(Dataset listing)
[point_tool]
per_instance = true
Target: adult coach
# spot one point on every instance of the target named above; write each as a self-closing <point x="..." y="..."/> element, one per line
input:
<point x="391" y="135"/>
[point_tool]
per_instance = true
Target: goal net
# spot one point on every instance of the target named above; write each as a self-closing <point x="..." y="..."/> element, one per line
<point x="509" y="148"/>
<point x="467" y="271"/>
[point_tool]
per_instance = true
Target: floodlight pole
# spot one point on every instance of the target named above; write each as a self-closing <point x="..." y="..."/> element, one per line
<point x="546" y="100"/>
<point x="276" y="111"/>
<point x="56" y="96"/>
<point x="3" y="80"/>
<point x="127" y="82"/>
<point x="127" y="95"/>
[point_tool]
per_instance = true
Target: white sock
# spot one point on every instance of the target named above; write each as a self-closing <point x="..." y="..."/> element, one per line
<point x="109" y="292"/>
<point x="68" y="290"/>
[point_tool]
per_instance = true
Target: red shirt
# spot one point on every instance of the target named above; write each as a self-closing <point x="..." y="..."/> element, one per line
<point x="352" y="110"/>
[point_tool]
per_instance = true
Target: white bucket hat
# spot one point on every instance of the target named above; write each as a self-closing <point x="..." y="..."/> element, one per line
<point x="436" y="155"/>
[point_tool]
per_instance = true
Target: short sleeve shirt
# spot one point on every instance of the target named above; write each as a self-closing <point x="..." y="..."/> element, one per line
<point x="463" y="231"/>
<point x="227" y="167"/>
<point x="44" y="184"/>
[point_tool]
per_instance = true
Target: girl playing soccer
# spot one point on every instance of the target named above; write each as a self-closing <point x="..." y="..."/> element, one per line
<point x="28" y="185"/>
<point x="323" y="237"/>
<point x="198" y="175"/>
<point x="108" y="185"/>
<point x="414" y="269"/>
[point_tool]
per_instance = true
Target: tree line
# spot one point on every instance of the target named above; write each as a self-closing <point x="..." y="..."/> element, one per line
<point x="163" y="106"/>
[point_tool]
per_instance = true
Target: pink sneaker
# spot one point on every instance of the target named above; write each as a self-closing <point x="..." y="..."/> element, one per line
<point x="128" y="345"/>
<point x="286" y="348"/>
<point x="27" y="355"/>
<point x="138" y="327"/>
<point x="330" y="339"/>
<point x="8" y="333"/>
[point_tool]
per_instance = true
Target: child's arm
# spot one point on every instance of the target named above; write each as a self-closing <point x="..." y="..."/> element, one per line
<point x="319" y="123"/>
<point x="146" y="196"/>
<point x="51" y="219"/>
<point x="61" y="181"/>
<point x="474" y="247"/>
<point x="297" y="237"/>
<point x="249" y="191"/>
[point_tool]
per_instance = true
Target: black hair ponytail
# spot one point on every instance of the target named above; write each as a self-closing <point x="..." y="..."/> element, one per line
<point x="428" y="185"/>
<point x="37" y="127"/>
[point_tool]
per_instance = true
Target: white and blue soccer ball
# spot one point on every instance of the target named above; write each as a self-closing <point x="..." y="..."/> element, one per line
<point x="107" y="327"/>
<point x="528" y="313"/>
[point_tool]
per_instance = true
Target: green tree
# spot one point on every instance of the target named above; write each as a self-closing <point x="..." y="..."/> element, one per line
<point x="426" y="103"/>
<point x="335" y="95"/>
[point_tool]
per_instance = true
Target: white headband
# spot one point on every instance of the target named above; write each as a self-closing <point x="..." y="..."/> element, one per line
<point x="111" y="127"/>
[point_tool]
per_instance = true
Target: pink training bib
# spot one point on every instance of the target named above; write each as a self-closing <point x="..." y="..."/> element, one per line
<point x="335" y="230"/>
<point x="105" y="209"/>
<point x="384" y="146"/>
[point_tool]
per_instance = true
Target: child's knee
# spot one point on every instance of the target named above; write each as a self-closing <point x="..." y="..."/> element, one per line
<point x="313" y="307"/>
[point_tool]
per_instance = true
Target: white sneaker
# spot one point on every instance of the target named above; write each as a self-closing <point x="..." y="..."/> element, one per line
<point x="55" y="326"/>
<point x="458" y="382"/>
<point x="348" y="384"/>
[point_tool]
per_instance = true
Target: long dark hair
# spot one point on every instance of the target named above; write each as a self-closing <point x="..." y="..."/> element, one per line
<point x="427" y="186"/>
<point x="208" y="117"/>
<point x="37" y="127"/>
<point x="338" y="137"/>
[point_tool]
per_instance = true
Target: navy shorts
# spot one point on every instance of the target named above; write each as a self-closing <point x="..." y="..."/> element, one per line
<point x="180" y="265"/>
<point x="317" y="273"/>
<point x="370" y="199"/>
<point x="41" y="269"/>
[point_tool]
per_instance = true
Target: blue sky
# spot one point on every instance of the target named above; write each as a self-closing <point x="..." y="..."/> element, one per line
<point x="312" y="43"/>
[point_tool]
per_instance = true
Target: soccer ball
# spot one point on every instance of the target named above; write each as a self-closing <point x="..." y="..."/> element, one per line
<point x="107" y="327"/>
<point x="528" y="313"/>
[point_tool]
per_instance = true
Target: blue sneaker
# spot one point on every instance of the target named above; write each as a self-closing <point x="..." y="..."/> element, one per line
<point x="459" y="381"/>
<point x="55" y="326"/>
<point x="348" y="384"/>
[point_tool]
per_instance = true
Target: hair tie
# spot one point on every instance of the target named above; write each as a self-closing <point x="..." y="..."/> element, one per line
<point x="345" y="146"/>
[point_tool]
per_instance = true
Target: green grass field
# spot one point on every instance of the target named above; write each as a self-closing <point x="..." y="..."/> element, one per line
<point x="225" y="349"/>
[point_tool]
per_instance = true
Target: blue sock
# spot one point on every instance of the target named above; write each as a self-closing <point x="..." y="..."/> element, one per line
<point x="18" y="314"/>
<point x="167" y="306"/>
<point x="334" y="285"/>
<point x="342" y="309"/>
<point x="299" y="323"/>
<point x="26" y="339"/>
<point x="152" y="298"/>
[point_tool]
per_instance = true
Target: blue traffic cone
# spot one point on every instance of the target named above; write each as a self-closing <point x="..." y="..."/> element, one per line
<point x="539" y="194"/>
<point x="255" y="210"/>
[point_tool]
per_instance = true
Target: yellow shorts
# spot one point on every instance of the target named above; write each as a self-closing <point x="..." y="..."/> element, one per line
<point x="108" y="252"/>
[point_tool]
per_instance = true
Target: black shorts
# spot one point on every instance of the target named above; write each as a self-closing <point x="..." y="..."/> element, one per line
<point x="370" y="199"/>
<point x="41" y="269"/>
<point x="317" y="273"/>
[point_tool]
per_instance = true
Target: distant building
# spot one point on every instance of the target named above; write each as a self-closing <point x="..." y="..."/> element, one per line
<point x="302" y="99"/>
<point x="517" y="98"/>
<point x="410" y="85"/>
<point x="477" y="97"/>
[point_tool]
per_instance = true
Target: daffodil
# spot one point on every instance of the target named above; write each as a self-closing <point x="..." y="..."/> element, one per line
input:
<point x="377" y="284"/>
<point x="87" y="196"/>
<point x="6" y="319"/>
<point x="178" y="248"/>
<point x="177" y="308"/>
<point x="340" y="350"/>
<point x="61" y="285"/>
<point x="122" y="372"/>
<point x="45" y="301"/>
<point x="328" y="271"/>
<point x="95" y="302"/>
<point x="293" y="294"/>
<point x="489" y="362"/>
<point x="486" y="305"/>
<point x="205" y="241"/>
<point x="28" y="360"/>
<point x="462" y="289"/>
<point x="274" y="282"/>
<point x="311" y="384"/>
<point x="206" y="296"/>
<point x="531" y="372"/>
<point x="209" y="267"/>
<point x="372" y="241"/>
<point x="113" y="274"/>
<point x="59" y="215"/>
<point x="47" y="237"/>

==

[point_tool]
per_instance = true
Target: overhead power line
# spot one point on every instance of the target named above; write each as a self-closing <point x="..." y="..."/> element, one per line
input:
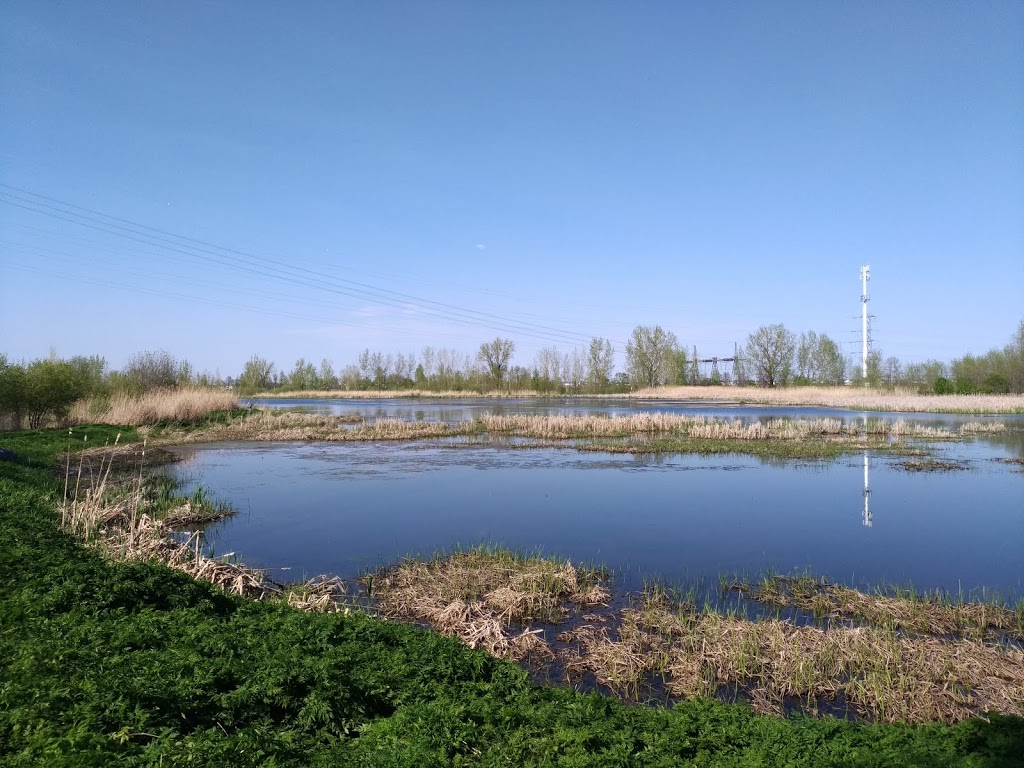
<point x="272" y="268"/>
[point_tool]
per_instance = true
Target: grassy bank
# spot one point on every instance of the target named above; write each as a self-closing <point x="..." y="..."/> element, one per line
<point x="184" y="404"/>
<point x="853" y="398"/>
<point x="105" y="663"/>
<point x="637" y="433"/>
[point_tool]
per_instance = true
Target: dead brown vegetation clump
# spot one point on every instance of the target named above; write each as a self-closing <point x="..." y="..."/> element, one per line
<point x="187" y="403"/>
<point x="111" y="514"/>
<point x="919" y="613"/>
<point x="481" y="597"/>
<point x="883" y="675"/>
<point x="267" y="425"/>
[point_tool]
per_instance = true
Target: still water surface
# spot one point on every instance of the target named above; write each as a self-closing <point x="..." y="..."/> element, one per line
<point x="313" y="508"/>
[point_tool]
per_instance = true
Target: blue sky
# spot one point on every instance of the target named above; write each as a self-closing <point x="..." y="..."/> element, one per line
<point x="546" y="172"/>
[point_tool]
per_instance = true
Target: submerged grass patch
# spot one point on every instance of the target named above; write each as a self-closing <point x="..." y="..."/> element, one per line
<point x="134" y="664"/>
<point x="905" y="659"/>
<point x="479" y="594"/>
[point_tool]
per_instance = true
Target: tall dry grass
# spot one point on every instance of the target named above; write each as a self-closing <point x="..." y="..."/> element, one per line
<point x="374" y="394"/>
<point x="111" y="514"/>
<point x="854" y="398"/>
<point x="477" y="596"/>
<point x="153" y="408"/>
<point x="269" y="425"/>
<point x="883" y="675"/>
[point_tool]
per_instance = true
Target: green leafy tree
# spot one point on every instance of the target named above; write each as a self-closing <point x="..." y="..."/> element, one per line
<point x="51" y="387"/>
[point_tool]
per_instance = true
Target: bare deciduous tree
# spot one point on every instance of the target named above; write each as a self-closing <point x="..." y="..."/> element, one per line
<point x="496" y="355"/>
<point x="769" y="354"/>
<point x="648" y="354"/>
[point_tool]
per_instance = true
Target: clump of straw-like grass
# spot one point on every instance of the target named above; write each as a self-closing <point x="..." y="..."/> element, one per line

*Problem requirements*: Gather every line of the listing that contains the string "sneaker", treating uppercase and lowercase letters as distinct.

*Task answer*:
Target: pink sneaker
Target: white sneaker
Target: blue sneaker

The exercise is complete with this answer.